◆ Task details: Extract from the listing each line in which the word "tree" appears.

◆ Records provided:
____

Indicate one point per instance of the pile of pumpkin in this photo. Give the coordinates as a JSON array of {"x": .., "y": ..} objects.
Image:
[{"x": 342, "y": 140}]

____

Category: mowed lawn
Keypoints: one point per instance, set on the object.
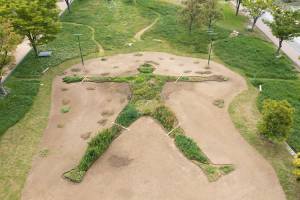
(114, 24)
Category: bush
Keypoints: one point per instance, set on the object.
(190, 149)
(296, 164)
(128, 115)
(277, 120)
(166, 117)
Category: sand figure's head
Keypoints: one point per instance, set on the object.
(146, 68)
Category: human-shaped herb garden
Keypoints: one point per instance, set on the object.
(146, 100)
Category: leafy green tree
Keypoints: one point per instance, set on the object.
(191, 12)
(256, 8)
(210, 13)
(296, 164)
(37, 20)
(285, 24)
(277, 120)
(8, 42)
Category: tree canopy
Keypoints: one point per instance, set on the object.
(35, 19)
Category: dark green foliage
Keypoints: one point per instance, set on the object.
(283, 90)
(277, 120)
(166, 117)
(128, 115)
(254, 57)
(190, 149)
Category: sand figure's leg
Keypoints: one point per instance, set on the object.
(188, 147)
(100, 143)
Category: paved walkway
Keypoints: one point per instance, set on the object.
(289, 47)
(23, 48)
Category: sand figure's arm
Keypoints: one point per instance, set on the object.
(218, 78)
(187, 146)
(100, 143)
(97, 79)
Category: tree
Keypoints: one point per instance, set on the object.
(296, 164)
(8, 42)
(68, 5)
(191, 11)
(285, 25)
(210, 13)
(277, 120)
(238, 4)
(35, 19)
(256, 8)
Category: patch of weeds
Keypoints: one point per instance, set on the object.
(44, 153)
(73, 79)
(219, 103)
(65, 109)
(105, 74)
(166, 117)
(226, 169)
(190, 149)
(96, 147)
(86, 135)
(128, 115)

____

◆ Result below:
Category: leafy green tree
Category: tree canopy
Category: tree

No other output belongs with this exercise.